Problem A:
According to the interview on military sci fi, what planet is Earth at war with in the premise of The Light Brigade?
Problem B:
From the interview on military sci fi, render this sentence in Spanish: "The Light Brigade was the first science fiction book I read after taking a nearly ten-year hiatus from reading any fiction."
Problem C:
Update the part of the interview on military sci fi that opens with the words containing "That’s a very" and closes with "by Kameron Hurley?", replacing "spaceships" with "starships".

Excerpted text:
That’s a very interesting question. I think, like with any other sort of story, adding a speculative element allows us to amplify a specific theme that we’re trying to explore as an author. Sometimes it allows authors to say what they want to say without being overly pedantic or on the nose about it. And sometimes it’s just fun! It’s something new, a different way to attract a reader. You may end up attracting a reader who usually wouldn’t read military sci fi, but they’re into spaceships, and they come for the tech and end up staying for the military sci fi aspect.

Let’s talk about your first choice. Could you tell us about The Light Brigade, by Kameron Hurley?

The Light Brigade was the first science fiction book I read after taking a nearly ten-year hiatus from reading any fiction. I used to be in academia, and that meant I was reading for a job: I could not use my eyeballs anymore to read for pleasure. So I stopped reading. Then, when I failed out of it, I went through the Hugo nominees for the past couple of years. I read the blurb for The Light Brigade and thought, ‘Wow, this is a very unique concept.’

The premise of The Light Brigade is that Earth is at war with Mars, and instead of physically shipping soldiers, we are breaking them down into light, into photons, and we’re teleporting them to different locations. That was the speculative hook. The world-building hook was that instead of nations, we now have corporations, and for folks who want to have housing and health care, that is all tied to different corporations. I’m so glad that we currently exist in the timeline where I’m going to learn whether I’m team Amazon or team Tesla, when it comes down to it… Even though I read the novel in 2022, it felt very pertinent to the times. And it felt like a very new, very modern take on military sci fi.

The cool thing that Light Brigade does is that there’s no gendered language for a long time in the book, and so you’re forming a relationship with the protagonist without knowing whether they’re male, female, non-binary, etc. By the time you realise, it doesn’t matter, because you’re already so invested in their story. And I think that is deliberate. The readership for military sci fi is generally male, and you don’t want to alienate anyone from the beginning, regressive as it may be to only read male protagonists. On a meta level, it also paints a very accurate picture of how the military as an institution erases a lot of individuality and personality, to the point where we no longer see the person for their gender identity, or their sexuality, or anything that makes them unique. We only see them as a soldier. That also plays very well with the corporate aspect of this world, where people no longer belong to themselves. They belong to these corporations. They’re products that can be traded, exchanged, etc.

[Dataset items]

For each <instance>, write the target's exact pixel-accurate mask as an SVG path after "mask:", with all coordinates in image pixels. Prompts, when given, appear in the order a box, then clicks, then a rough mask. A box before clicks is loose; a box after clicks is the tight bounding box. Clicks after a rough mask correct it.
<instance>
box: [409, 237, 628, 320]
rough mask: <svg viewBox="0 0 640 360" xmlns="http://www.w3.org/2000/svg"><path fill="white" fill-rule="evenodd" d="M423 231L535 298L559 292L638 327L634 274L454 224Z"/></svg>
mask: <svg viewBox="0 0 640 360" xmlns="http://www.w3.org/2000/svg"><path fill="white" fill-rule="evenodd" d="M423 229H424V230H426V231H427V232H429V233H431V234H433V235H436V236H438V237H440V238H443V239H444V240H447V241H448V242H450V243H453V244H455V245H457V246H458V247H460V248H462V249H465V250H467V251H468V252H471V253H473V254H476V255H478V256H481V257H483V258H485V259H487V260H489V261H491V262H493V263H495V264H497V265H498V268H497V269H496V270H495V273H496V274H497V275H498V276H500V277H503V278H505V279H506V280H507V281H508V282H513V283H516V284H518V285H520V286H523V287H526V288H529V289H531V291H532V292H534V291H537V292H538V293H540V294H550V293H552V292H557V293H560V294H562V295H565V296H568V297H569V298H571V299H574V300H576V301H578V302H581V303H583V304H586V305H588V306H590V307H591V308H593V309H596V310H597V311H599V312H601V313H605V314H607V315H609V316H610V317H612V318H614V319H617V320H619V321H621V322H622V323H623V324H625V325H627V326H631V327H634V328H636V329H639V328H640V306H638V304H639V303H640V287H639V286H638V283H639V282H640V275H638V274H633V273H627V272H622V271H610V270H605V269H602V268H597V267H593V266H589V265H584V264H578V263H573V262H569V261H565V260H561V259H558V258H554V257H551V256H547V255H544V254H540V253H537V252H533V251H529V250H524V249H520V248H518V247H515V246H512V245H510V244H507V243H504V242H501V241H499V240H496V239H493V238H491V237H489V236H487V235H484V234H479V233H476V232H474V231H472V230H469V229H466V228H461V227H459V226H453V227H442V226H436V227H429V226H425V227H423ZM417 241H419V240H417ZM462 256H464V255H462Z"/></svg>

Exercise solution A:
Mars.

Exercise solution B:
The Light Brigade fue el primer libro de ciencia ficción que leí después de tomarme una pausa de casi diez años sin leer nada de ficción.

Exercise solution C:
That’s a very interesting question. I think, like with any other sort of story, adding a speculative element allows us to amplify a specific theme that we’re trying to explore as an author. Sometimes it allows authors to say what they want to say without being overly pedantic or on the nose about it. And sometimes it’s just fun! It’s something new, a different way to attract a reader. You may end up attracting a reader who usually wouldn’t read military sci fi, but they’re into starships, and they come for the tech and end up staying for the military sci fi aspect.

Let’s talk about your first choice. Could you tell us about The Light Brigade, by Kameron Hurley?